OBJECTIVES
1. In the article about CNN's lawsuit over Jim Acosta's press pass, in which court was the suit filed?
2. Carry on with the article about CNN's lawsuit over Jim Acosta's press pass, picking up right after its last sentence.

CNN's Nov. 13 lawsuit is not the first time the office of the president and the media have clashed. (Video: Elyse Samuels/The Washington Post)

CNN filed a lawsuit against the Trump administration on Tuesday, alleging a First Amendment violation and demanding that journalist Jim Acosta’s White House credentials be restored.

The lawsuit comes in the aftermath of a heated news conference held by President Trump on Wednesday, after the midterms.

After several questions about Trump’s inflammatory rhetoric regarding a caravan of Central American migrants, the president lashed out at Acosta, calling the CNN reporter “a rude, terrible person.”

“You shouldn’t be working for CNN,” he snapped.

Hours later, the hostility between the administration and CNN’s star White House correspondent reached new heights, when Acosta announced that his press pass had been suspended.

White House press secretary Sarah Sanders initially attributed the revocation to Acosta’s interaction with a White House intern at the news conference, saying that he’d placed his hands on the intern, who was trying to take the microphone away from Acosta during his back-and-forth with the president.

In a statement after CNN sued, however, Sanders shifted and blamed the reporter’s alleged rowdy behavior and “attempts to monopolize the floor.”

The White House is changing its tune on why it yanked Jim Acosta’s press pass

CNN’s lawsuit — filed in U.S. District Court in Washington — names CNN and Acosta as plaintiffs. Trump, Chief of Staff John F. Kelly, Deputy Chief of Staff for Communications Bill Shine, Sanders, and the U.S. Secret Service are named as defendants. The lawsuit alleges a violation of the First Amendment; a violation of the Fifth Amendment, which guarantees due process in government actions; and a violation of the Administrative Procedure Act.

It asks for the immediate restoration of Acosta’s credential, or restoration pending a hearing before a “neutral” arbiter.

“While the suit is specific to CNN and Acosta, this could have happened to anyone,” the network said in a statement. “If left unchallenged, the actions of the White House would create a dangerous chilling effect for any journalist who covers our elected officials.”

But is this really a press freedom issue? Or is it just a dispute between a White House executive and a specific news organization?

DATASET EXCERPTS
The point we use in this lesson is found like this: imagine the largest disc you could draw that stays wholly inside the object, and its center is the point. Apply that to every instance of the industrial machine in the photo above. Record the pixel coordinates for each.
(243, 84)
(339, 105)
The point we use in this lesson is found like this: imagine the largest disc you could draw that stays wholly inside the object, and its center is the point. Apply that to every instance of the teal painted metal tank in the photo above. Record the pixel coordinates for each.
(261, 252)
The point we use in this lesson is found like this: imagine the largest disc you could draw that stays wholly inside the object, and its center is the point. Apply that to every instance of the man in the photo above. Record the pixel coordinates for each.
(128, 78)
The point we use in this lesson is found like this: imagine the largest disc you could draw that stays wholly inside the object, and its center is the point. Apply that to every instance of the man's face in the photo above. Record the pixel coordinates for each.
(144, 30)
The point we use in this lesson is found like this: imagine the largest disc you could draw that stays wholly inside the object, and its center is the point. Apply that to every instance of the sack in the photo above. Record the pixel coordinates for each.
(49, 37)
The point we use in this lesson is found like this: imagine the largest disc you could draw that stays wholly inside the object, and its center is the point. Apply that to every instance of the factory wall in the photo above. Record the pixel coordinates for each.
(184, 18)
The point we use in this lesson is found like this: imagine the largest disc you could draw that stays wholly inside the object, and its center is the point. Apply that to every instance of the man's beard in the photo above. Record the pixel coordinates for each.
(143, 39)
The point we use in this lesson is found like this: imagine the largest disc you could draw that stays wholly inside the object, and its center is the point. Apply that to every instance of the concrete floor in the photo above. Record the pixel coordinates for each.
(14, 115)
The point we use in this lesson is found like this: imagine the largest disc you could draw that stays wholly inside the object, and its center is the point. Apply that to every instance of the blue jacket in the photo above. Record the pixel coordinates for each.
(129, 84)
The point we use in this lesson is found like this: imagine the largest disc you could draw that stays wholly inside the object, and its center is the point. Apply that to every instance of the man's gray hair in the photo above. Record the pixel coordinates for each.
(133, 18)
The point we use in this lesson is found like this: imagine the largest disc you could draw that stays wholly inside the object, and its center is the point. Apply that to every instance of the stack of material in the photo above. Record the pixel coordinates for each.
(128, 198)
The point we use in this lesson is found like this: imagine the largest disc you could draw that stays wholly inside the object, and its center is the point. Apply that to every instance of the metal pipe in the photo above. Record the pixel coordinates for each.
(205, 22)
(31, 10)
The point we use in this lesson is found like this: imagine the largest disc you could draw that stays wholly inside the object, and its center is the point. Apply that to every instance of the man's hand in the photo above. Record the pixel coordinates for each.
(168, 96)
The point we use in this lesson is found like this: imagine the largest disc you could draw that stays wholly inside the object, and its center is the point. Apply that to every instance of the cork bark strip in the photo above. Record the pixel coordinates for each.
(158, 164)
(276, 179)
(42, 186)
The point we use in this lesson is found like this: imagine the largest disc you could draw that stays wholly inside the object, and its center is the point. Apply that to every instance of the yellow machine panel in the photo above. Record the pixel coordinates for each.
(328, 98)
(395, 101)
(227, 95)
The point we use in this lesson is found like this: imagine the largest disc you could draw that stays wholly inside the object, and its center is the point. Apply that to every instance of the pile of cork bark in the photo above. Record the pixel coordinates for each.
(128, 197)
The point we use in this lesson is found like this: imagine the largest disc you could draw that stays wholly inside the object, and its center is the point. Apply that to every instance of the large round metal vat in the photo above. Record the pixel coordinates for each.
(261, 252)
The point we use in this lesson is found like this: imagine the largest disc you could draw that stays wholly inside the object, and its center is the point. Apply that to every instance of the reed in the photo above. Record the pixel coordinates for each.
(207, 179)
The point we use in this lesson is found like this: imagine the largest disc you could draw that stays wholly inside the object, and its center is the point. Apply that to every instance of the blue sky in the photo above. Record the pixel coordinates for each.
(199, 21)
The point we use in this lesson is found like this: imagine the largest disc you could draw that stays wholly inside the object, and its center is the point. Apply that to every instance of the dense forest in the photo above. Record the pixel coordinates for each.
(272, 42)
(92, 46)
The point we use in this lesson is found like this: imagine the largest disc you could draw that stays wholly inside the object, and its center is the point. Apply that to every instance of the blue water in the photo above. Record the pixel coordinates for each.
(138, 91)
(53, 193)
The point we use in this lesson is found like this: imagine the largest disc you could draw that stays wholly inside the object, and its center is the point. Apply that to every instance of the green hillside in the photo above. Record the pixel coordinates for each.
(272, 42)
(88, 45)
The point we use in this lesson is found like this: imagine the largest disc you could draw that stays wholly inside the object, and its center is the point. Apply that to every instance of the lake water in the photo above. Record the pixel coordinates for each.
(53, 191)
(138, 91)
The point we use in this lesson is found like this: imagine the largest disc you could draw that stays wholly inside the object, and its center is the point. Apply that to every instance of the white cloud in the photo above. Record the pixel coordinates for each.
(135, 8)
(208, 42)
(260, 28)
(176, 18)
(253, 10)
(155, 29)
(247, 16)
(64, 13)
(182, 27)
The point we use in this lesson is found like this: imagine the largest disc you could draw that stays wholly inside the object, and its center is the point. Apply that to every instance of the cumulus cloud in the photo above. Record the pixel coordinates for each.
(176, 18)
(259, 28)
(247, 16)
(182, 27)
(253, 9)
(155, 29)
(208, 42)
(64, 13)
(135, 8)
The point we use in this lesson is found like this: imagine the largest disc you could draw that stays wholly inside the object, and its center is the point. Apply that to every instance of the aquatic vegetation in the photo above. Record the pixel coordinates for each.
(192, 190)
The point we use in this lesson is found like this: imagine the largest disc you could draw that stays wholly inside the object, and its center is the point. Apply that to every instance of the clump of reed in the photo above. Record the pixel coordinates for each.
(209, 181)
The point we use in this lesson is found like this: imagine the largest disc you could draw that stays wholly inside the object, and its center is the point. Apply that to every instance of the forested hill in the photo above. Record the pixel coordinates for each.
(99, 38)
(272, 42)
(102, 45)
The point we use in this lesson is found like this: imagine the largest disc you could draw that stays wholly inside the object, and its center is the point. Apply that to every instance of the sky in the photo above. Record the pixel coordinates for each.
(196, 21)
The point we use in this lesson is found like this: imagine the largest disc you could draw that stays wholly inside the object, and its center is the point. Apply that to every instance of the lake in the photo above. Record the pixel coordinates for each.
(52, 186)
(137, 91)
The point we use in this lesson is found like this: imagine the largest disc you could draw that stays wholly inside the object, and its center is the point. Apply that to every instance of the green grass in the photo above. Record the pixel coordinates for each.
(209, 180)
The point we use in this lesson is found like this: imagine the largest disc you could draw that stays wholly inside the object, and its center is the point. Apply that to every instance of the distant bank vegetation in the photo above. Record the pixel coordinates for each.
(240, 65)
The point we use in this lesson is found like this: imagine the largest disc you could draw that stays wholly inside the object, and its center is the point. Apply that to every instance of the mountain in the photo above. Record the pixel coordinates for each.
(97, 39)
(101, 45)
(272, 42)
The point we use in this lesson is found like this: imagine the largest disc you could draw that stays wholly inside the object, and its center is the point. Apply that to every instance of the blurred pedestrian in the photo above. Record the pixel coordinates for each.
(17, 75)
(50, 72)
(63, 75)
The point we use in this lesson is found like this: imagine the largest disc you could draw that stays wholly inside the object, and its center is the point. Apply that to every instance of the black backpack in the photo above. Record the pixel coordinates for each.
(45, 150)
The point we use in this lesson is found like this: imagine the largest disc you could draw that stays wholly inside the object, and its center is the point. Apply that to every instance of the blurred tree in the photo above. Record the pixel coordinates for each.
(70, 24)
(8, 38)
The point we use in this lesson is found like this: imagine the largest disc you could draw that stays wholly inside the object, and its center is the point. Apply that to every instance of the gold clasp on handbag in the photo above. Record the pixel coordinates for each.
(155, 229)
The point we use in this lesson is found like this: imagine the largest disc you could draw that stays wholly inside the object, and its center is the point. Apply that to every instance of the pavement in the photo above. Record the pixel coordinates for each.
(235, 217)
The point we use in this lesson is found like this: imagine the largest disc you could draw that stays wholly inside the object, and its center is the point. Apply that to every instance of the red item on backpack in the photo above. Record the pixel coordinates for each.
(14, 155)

EXPECTED ANSWERS
1. U.S. District Court in Washington

2.
The White House announced that it was suspending Jim Acosta's press pass on Nov. 7, accusing the CNN journalist of “placing his hands on a young woman." (Video: Reuters)

What is the law?

The First Amendment guarantees freedom of the press, meaning the government is barred from discriminating against viewpoint.

Under no circumstance can the White House revoke a reporter’s access to open press briefings simply because it doesn’t like that reporter’s questions. However, the First Amendment does not guarantee all reporters the right to attend White House briefings. Whether the White House is justified in blocking a reporter’s access is a determination made by a judge.

First Amendment lawyer Floyd Abrams told The Washington Post that the Constitution doesn’t allow content discrimination against journalists who publish things that a political figure disagrees with, or against reporters who ask difficult and probing questions of that official. That conduct is protected.

“It cannot happen because of disagreement with a journalist about the content of his or her reporting. It cannot happen in an effort to retaliate because of prior reporting,” Abrams said Tuesday.

There are situations where a journalist’s access to a news conference can be effectively stripped, though they are rare, Abrams said. For example, if a journalist is an ongoing threat to people present in the area, the government has a legitimate argument to take away his or her access.

Courts have never before seen a presidential administration bar a journalist for nonthreatening, but disruptive, behavior — as Sanders has alleged. But they could.

In this case, the court will come back to whether Acosta is being discriminated against because of the content of his speech or the quality of his behavior.

What will CNN argue?

The media will occasionally bring First Amendment violation cases, typically when the lone reporter representing an outlet or the entire news organization itself is blocked.

That’s not true here: CNN still has multiple reporters covering the White House. But Jameel Jaffer, director of the Knight First Amendment Institute at Columbia University, called the lawsuit “entirely justified” and said CNN appears to have a strong case.

“It’s pretty clear from the factual record that the White House revoked Acosta’s access because of the content of his questions. At the end of the day, that’s enough to establish a First Amendment violation,” Jaffer said.

Despite the press secretary’s original claim that Acosta placed his hands on an intern, several experts argued that the undoctored video evinced no excessive contact between the two. (Sanders, in supporting her claim, tweeted an apparently doctored video of the incident.)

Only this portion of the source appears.